▶ **Data records**:
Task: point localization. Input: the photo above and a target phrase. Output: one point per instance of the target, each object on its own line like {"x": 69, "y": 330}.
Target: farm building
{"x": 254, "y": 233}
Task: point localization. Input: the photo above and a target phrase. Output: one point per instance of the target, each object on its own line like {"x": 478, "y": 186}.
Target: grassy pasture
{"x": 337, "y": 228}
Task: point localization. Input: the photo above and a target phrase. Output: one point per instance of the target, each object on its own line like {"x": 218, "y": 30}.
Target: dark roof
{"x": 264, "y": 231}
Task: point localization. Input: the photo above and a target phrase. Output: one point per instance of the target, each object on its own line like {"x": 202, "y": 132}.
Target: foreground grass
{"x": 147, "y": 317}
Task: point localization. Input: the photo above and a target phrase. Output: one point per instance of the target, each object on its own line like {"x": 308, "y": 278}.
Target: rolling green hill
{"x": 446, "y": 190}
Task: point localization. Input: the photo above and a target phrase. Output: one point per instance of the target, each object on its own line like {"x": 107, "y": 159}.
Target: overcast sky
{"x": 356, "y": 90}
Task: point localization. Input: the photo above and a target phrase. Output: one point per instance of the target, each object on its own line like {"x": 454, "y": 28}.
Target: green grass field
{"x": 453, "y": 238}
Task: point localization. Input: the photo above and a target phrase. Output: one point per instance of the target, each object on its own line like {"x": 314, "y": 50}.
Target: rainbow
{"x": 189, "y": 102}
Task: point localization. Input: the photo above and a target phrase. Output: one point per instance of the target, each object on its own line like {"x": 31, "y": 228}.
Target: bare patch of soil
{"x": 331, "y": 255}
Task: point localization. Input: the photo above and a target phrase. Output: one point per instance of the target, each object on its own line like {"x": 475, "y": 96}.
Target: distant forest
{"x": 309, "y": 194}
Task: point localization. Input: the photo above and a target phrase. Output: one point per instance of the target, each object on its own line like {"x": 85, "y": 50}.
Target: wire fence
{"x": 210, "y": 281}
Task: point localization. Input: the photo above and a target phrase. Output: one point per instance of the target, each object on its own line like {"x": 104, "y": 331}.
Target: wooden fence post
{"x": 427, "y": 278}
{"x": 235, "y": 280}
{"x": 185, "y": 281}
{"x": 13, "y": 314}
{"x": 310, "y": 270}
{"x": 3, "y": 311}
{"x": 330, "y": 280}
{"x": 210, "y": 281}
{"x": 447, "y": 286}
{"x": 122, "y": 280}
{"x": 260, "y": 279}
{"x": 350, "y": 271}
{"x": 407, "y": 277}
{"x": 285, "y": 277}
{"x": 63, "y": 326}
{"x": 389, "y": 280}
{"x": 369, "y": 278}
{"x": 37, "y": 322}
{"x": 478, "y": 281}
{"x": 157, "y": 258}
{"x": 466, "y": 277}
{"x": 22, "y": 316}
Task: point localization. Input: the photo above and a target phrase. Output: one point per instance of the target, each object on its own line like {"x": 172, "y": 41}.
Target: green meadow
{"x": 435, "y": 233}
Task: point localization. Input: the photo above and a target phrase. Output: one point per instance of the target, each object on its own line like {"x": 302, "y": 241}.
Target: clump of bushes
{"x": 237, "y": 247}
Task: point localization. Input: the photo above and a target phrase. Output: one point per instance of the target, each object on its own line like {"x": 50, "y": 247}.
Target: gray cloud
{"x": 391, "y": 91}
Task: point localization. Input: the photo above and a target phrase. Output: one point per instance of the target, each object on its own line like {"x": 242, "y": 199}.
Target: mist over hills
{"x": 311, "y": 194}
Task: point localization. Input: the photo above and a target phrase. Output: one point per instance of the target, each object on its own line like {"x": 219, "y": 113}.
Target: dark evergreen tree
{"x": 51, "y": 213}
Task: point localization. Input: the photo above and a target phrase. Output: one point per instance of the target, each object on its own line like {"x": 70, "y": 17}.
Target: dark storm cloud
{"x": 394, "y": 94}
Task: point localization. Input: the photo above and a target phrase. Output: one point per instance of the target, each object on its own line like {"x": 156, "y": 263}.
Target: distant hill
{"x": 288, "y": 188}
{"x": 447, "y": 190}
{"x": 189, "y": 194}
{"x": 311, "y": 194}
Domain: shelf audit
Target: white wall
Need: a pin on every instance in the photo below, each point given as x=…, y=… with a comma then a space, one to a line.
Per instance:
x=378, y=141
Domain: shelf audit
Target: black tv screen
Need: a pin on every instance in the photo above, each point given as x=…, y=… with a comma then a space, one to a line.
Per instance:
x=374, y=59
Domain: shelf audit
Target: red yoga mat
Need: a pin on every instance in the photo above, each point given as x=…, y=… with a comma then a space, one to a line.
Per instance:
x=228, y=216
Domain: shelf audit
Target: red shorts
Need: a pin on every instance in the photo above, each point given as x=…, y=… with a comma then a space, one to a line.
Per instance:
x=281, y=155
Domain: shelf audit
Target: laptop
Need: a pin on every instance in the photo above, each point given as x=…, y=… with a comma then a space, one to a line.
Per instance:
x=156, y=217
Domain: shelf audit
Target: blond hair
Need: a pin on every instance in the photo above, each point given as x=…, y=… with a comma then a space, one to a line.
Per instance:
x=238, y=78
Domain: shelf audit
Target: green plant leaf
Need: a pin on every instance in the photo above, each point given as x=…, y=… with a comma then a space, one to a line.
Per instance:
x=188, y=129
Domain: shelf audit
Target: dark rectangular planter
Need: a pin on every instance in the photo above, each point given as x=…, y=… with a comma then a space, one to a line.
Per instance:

▶ **Exercise description**: Set the listing above down once more in full, exactly as it is.

▶ **Exercise response**:
Task: point localization. Input: the photo above and a target phrase. Output: one point per instance of the target, each object on its own line like {"x": 69, "y": 330}.
Target: farm building
{"x": 254, "y": 233}
Task: point localization. Input: the photo above and a target phrase. Output: one point per instance of the target, each object on its own line like {"x": 478, "y": 186}.
Target: grassy pasture
{"x": 337, "y": 228}
Task: point localization. Input: the photo above and a target phrase. Output: one point per instance of the target, each object on its own line like {"x": 218, "y": 30}.
Target: dark roof
{"x": 264, "y": 231}
Task: point localization. Input: the photo above and a target phrase. Output: one point per instance of the target, each object on its own line like {"x": 202, "y": 132}.
Target: foreground grass
{"x": 147, "y": 317}
Task: point localization. Input: the photo above and a target phrase. Output: one point per instance of the target, each object on its own line like {"x": 308, "y": 278}.
Target: rolling green hill
{"x": 446, "y": 190}
Task: point localization. Input: the photo above and a target phrase. Output: one point per instance of the target, each object on its own line like {"x": 107, "y": 159}.
Target: overcast sky
{"x": 356, "y": 90}
Task: point localization. Input: the photo above and a target phrase. Output: one point per instance of the target, each object on its own line like {"x": 454, "y": 28}.
Target: green grass field
{"x": 453, "y": 238}
Task: point localization. Input: the photo above and a target phrase. Output: one point per instance of the target, each object on its own line like {"x": 314, "y": 50}.
Target: rainbow
{"x": 189, "y": 102}
Task: point localization. Input: the photo above and a target phrase. Output: one point per instance of the target, each object on its own line like {"x": 31, "y": 228}.
Target: bare patch of soil
{"x": 331, "y": 255}
Task: point localization. Input: the photo above and a target phrase. Output: one point per instance of the target, each object on its own line like {"x": 475, "y": 96}.
Target: distant forest
{"x": 309, "y": 194}
Task: point localization. Input: the photo above and a target phrase. Output: one point per instance of the target, each object on its own line like {"x": 85, "y": 50}.
Target: wire fence
{"x": 210, "y": 281}
Task: point localization. Input: the photo above and a target phrase. Output: one point per instance of the target, each object on its own line like {"x": 104, "y": 331}.
Target: wooden fence post
{"x": 427, "y": 278}
{"x": 235, "y": 280}
{"x": 185, "y": 281}
{"x": 13, "y": 314}
{"x": 310, "y": 270}
{"x": 3, "y": 311}
{"x": 330, "y": 280}
{"x": 210, "y": 281}
{"x": 447, "y": 286}
{"x": 122, "y": 280}
{"x": 260, "y": 279}
{"x": 350, "y": 271}
{"x": 407, "y": 277}
{"x": 285, "y": 277}
{"x": 63, "y": 326}
{"x": 389, "y": 280}
{"x": 369, "y": 278}
{"x": 37, "y": 322}
{"x": 478, "y": 281}
{"x": 157, "y": 258}
{"x": 466, "y": 277}
{"x": 22, "y": 316}
Task: point localization. Input: the photo above and a target phrase. Output: one point per instance of the target, each object on its own line like {"x": 172, "y": 41}.
Target: green meadow
{"x": 435, "y": 233}
Task: point localization. Input: the photo above and a target phrase. Output: one point per instance of the target, each object on its own line like {"x": 302, "y": 241}.
Target: clump of bushes
{"x": 237, "y": 247}
Task: point localization. Input: the photo above and a target phrase. Output: one point per instance of the target, each object on its own line like {"x": 50, "y": 247}.
Target: gray cloud
{"x": 391, "y": 91}
Task: point localization. Input: the photo above and a target phrase. Output: one point per instance of the target, each object on its own line like {"x": 242, "y": 199}.
Target: mist over hills
{"x": 311, "y": 194}
Task: point localization. Input: the photo above and a target phrase. Output: one point per instance of the target, each object on its own line like {"x": 219, "y": 113}.
Target: dark evergreen tree
{"x": 51, "y": 213}
Task: point localization. Input: the photo above and a target phrase. Output: one point per instance of the target, each object on its own line like {"x": 70, "y": 17}.
Target: dark storm cloud
{"x": 394, "y": 94}
Task: point localization. Input: the photo above and a target phrase. Output: one point per instance of the target, each object on its own line like {"x": 156, "y": 263}.
Target: distant hill
{"x": 288, "y": 188}
{"x": 447, "y": 190}
{"x": 189, "y": 194}
{"x": 311, "y": 194}
Domain: shelf audit
Target: white wall
Need: a pin on every instance in the photo below, each point given as x=…, y=… with a comma then a space, one to a line.
Per instance:
x=378, y=141
Domain: shelf audit
Target: black tv screen
Need: a pin on every instance in the photo above, each point given as x=…, y=… with a comma then a space, one to a line.
Per instance:
x=374, y=59
Domain: shelf audit
Target: red yoga mat
Need: a pin on every instance in the photo above, each point given as x=…, y=… with a comma then a space, one to a line.
Per instance:
x=228, y=216
Domain: shelf audit
Target: red shorts
Need: a pin on every instance in the photo above, each point given as x=…, y=… with a comma then a space, one to a line.
Per instance:
x=281, y=155
Domain: shelf audit
Target: laptop
Need: a pin on every instance in the photo above, each point given as x=…, y=… with a comma then a space, one to a line.
Per instance:
x=156, y=217
Domain: shelf audit
Target: blond hair
Need: a pin on every instance in the photo above, each point given as x=…, y=… with a comma then a space, one to a line.
Per instance:
x=238, y=78
Domain: shelf audit
Target: green plant leaf
Need: a pin on every instance in the photo above, each point given as x=…, y=… with a comma then a space, one to a line.
Per instance:
x=188, y=129
Domain: shelf audit
Target: dark rectangular planter
Need: a pin on every instance in the photo above, each point given as x=…, y=… with a comma then a space, one to a line.
Per instance:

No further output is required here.